#### [GIVEN REQUEST]
Reproduce the entries below verbatim, starting at the line that contains "trace ceiling fan light" and continuing through the end of the entries, both ends included.

(Recorded data)
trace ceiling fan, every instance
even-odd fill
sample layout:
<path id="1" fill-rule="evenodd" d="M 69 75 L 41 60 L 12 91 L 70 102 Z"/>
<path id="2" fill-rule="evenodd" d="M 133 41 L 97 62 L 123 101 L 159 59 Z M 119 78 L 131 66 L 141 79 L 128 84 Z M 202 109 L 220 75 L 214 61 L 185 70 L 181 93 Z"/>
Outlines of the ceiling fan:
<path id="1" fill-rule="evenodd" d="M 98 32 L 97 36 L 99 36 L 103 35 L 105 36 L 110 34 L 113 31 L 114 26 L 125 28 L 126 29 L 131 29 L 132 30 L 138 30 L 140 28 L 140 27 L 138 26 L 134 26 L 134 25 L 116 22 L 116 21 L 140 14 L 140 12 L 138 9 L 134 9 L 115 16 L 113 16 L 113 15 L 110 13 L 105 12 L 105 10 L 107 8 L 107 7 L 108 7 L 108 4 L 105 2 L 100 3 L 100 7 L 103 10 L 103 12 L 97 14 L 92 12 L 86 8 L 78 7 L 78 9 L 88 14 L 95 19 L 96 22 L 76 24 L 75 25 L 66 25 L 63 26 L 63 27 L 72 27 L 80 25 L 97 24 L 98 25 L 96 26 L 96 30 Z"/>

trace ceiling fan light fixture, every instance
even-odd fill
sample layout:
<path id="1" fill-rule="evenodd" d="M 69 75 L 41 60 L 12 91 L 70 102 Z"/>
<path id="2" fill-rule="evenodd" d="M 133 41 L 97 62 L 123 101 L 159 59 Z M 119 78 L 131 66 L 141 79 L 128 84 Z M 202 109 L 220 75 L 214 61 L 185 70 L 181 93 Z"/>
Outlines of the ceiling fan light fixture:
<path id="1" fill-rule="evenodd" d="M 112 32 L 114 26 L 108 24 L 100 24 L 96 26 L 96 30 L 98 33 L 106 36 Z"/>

#### [TASK RESULT]
trace ceiling fan light fixture, every instance
even-odd fill
sample layout:
<path id="1" fill-rule="evenodd" d="M 69 75 L 41 60 L 12 91 L 70 102 Z"/>
<path id="2" fill-rule="evenodd" d="M 133 41 L 97 62 L 123 101 L 159 59 Z M 119 78 L 131 66 L 141 79 L 128 84 Z M 202 109 L 220 75 L 214 61 L 185 70 L 181 93 Z"/>
Outlines of the ceiling fan light fixture:
<path id="1" fill-rule="evenodd" d="M 112 32 L 114 26 L 108 24 L 100 24 L 96 26 L 96 30 L 98 33 L 106 36 Z"/>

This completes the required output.